◆ 所给节选 ◆
┄┄┄┄┄┄┄┄┄┄┄┄┄┄┄┄┄┄┄┄
伯努利不等式应用
已知函数\(f(x)=(1+x)^m-mx-1,x>-1,m>0\)且\(m\neq 1\)
\((1)\) 讨论\(f(x)\)单调性
\((2)\) 若\(\forall x\in\left(0,\dfrac{\pi}{2}\right)\cup \left(\dfrac{\pi}{2},\pi\right),a\sin x<(1+\cos^2x)^{\sin x}\)求\(a\)取值范围.
\((3)\) 证明:当\(x\in\left(0,\dfrac{\pi}{2}\right)\cup \left(\dfrac{\pi}{2},\pi\right)\),且\(n\in\mathbb{N},n\geq 2\)时,\(\dfrac{(1-\sqrt{\sin x})(1-\sqrt[3]{\sin x})\cdots(1-\sqrt[n]{\sin x})}{(1-\sin x)^{n-1}}>\dfrac{1}{n!}\)恒成立.
解
\((1)\) \(f^{\prime}(x)=m(1+x)^{m-1}-m=m\left[(1+x)^{m-1}-1\right]\)
当\(m>1\)时,\(f^{\prime}(x)=0\)得\(x_0=0\),此时\(f(x)\)在\((-1,0)\)上单调递减,\((0,+\infty)\)上单调递增.
当\(0<m<1\)时,,此时\(f(x)\)在\((-1,0)\)上单调递增,\((0,+\infty)\)
上单调递减
\((2)\) 由\((1)\)知当\(0<m<1\)时,\(f(x)<f(0)=0\)取\(m=\sin x,x=\cos^2x\)有
\((1+\cos^2x)^{\sin x}<\cos^2 x\sin x+1\)
则要使\(a\sin x<(1+\cos^2x)^{\sin x}\)成立则有
\(a\sin x<\cos^2x\sin x+1\)
当\(a\leq 1\)时,不等式一定成立
当\(a>1\)时,原不等式为\(a<\dfrac{\cos^2x\sin x+1}{\sin x}=\dfrac{\sin x-\sin^3x+1}{\sin x}=\dfrac{1}{\sin x}-\sin^2x+1\)
记\(\sin x=t,g(t)=\dfrac{1}{t}-t^2+1,t\in(0,1)\)
┄┄┄┄┄┄┄┄┄┄┄┄┄┄┄┄┄┄┄┄
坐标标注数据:
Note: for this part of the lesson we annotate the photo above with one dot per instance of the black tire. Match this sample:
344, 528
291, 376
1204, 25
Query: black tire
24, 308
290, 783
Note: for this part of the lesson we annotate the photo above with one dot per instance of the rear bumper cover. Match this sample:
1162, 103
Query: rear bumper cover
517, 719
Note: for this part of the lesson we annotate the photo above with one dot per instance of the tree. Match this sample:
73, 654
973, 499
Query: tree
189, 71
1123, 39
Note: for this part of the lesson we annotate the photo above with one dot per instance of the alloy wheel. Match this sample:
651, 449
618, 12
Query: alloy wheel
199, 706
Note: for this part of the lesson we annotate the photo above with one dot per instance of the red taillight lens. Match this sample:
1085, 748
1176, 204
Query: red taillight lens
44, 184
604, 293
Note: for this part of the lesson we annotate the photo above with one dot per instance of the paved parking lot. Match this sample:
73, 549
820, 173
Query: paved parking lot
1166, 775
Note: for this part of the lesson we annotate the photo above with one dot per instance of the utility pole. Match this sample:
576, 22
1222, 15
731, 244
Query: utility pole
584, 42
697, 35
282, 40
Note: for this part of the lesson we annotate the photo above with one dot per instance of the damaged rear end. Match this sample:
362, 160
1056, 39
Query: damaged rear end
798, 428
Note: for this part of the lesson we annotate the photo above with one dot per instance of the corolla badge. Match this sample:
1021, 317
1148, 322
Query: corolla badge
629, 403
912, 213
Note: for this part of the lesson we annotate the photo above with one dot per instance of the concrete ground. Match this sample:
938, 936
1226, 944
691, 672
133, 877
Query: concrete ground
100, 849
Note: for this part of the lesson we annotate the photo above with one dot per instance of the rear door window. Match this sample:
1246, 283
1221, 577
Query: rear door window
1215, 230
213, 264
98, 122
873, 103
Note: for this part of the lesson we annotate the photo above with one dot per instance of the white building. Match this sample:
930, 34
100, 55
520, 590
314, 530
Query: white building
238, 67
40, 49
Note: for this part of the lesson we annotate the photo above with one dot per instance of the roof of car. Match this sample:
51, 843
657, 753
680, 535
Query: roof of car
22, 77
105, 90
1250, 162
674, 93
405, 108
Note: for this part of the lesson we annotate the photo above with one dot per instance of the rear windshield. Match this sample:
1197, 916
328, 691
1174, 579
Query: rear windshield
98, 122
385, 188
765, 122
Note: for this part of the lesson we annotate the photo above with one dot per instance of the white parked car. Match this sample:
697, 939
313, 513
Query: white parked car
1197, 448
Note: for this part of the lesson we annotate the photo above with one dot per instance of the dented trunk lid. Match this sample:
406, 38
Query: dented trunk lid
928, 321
┄┄┄┄┄┄┄┄┄┄┄┄┄┄┄┄┄┄┄┄
◆ 练习说明 ◆
在所给节选中，第(2)问的解答利用第(1)问的结论时，m 和 x 分别取什么？

◆ 任务解答 ◆
取 m = sin x，x = cos²x。